══ RECORD LIST ══
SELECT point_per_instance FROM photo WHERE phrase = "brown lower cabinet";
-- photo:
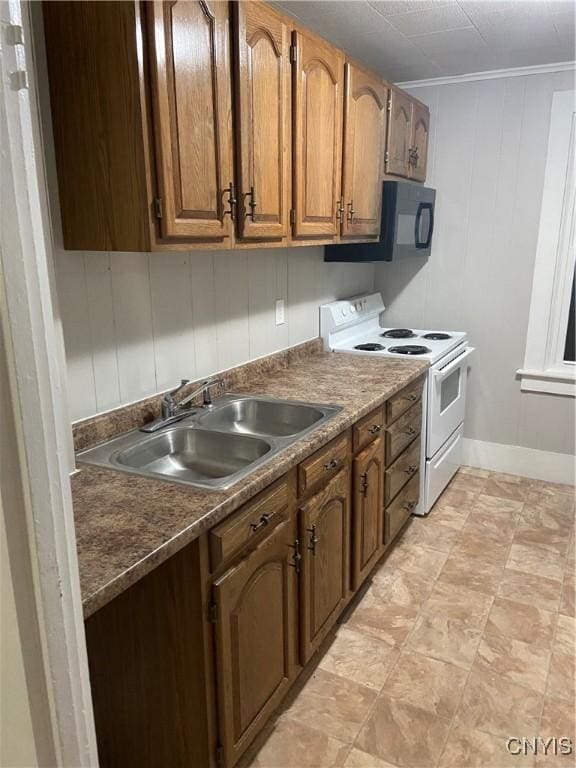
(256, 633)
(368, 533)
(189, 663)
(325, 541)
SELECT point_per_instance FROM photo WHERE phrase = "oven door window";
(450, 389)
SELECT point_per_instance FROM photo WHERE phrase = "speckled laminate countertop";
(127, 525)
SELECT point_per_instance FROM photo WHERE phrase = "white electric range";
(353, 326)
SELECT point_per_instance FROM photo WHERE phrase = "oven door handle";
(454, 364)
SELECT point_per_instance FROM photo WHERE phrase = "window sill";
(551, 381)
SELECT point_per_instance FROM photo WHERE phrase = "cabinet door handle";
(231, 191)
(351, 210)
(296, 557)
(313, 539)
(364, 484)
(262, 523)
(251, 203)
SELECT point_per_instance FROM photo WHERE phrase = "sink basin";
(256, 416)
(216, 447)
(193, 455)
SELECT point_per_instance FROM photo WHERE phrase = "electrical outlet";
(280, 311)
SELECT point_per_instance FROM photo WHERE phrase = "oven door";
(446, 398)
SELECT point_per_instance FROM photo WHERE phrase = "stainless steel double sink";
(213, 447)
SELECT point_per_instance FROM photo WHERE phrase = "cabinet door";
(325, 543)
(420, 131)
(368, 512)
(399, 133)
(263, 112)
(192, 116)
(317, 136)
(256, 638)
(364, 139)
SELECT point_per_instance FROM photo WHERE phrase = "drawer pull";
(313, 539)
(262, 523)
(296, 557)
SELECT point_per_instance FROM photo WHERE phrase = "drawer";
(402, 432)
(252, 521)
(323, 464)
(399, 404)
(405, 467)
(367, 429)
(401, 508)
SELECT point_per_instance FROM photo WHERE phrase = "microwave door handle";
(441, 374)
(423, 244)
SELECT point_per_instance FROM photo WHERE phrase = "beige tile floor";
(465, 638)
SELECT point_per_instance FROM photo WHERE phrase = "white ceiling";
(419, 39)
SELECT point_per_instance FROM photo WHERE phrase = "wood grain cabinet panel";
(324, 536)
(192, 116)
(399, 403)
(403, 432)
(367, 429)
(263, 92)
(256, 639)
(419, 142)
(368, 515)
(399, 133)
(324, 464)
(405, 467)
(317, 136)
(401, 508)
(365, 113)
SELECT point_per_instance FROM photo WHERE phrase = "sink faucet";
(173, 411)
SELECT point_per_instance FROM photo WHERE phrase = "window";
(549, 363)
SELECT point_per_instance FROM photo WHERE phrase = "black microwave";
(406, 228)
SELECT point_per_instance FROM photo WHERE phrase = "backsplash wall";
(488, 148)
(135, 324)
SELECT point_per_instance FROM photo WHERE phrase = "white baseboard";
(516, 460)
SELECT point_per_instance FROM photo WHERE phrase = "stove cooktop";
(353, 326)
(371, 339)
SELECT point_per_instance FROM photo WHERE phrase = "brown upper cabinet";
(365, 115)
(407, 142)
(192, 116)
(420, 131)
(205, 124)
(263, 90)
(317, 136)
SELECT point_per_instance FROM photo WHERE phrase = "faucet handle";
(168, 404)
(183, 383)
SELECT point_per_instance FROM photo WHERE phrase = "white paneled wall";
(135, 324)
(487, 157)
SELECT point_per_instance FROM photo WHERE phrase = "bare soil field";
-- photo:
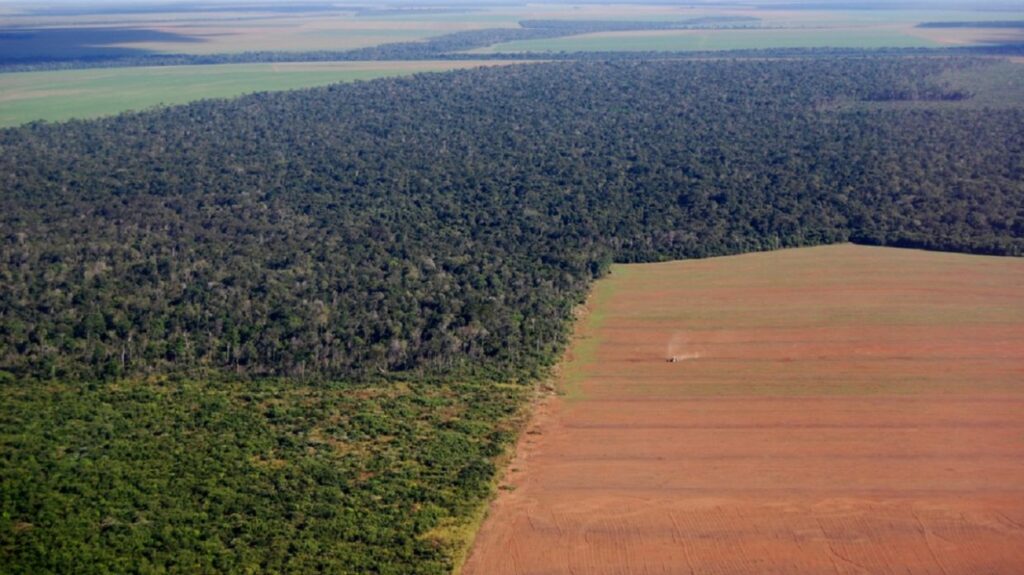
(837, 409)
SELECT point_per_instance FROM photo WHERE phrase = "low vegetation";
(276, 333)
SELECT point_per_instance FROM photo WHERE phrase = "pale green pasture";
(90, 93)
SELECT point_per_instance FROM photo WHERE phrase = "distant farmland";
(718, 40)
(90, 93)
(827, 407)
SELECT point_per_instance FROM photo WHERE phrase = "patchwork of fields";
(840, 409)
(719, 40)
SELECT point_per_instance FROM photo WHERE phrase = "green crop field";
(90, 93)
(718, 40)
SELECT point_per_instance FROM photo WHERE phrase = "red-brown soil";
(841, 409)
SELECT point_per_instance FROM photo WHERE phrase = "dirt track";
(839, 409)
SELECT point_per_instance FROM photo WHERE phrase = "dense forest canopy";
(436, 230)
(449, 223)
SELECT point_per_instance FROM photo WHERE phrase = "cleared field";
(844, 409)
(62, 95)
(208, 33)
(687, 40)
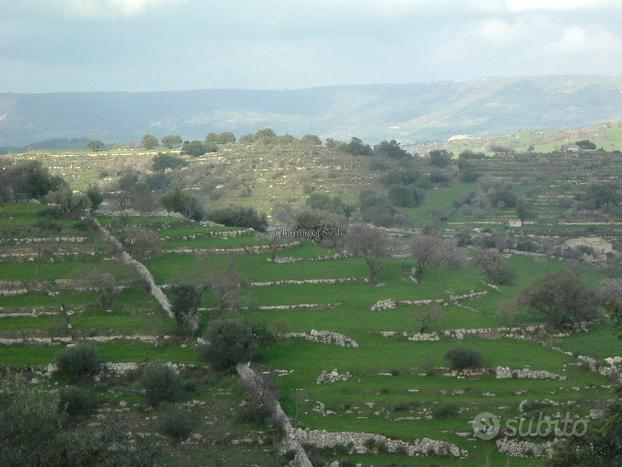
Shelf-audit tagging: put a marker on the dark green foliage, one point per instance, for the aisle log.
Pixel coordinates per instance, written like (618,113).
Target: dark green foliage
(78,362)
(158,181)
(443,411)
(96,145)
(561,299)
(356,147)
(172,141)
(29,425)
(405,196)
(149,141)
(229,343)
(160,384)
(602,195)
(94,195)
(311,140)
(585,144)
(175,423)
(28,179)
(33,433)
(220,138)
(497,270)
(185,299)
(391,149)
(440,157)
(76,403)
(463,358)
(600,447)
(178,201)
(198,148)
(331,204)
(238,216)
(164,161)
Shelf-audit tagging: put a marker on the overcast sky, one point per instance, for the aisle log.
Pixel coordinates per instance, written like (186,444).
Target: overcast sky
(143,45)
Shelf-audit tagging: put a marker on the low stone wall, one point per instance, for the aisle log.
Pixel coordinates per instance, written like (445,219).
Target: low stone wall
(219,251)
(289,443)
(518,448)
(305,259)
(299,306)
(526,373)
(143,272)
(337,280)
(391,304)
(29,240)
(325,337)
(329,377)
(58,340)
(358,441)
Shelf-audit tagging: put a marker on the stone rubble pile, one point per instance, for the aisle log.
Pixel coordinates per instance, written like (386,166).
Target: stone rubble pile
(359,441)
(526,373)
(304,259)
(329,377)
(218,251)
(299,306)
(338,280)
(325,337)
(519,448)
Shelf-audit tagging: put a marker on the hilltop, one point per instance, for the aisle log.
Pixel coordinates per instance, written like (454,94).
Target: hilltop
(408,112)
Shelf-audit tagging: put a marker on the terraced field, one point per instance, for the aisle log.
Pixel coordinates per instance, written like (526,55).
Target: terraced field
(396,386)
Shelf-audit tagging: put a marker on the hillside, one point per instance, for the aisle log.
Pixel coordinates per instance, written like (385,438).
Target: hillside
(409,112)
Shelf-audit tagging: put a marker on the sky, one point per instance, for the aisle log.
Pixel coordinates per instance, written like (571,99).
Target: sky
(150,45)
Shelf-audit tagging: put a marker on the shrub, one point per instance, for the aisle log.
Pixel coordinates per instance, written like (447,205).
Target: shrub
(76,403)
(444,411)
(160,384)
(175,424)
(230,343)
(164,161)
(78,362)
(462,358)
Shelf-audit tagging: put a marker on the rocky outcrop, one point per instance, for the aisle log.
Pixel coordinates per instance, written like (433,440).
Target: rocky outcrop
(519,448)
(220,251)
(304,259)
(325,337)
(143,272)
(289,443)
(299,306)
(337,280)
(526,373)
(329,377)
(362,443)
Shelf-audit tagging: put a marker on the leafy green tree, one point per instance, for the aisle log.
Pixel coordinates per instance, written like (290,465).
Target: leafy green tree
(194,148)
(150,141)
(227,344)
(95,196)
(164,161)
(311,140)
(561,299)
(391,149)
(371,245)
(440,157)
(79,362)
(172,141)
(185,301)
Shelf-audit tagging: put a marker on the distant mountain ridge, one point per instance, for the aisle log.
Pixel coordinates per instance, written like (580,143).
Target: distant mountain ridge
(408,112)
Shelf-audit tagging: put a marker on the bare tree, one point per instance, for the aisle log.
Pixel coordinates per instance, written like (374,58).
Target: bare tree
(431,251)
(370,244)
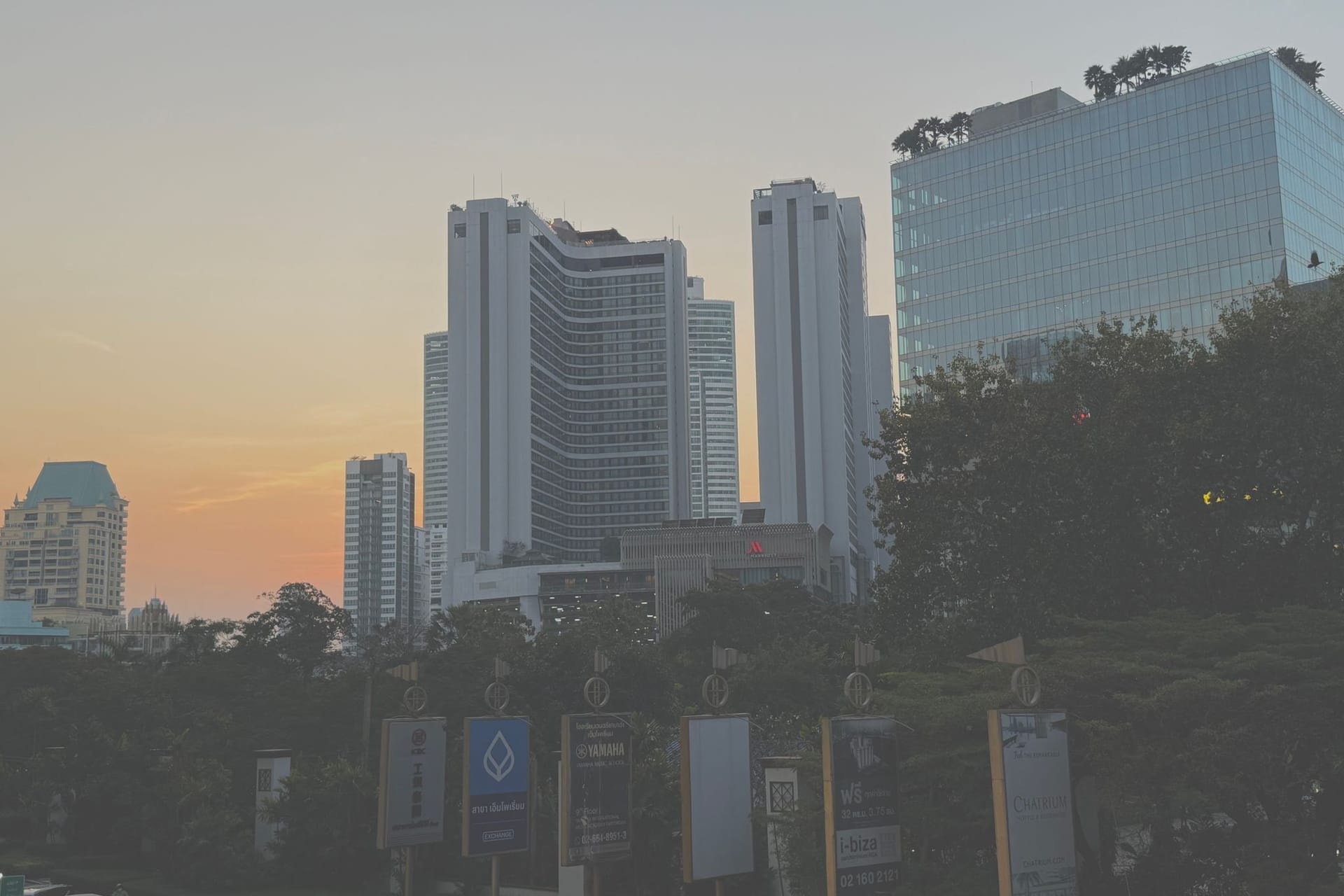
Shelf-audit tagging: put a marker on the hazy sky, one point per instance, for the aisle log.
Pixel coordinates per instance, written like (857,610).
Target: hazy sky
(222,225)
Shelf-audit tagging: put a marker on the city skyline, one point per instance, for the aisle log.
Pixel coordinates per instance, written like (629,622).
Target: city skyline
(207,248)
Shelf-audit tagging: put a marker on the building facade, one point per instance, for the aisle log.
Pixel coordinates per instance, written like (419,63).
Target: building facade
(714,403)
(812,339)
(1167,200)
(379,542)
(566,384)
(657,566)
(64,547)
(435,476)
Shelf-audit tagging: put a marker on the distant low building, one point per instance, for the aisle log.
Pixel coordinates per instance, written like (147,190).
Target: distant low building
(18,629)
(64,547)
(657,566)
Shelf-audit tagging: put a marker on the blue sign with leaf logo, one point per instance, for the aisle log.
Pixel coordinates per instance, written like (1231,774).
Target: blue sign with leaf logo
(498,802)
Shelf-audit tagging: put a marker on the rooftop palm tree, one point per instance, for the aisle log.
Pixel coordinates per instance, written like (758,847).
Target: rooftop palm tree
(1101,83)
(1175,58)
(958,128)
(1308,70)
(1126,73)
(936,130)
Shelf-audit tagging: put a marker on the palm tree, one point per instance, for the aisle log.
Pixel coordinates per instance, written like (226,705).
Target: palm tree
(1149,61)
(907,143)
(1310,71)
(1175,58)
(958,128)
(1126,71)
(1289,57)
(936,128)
═══
__INSTRUCTION__
Quote, word for word, every line starting at the one that contains "Shelf-audit tagging: put a marker on the rooftop" and ending with the final line of the entries.

__RESPONSE__
Shelf-audit tagging: put a marker on the rooftop palm tree, one point per instance, for the aisle log.
Pixel coordinates per instance, written like (758,847).
Target: rooftop palm tree
(1101,83)
(1175,58)
(958,128)
(1308,70)
(1126,73)
(936,130)
Shelf-audit tagging: put a marker on the palm tree, one point per instance, for the aisle log.
Pixel coordinates per instance, written like (226,705).
Target: palm tree
(1149,61)
(907,143)
(1310,71)
(1175,58)
(958,128)
(1126,71)
(1289,57)
(936,128)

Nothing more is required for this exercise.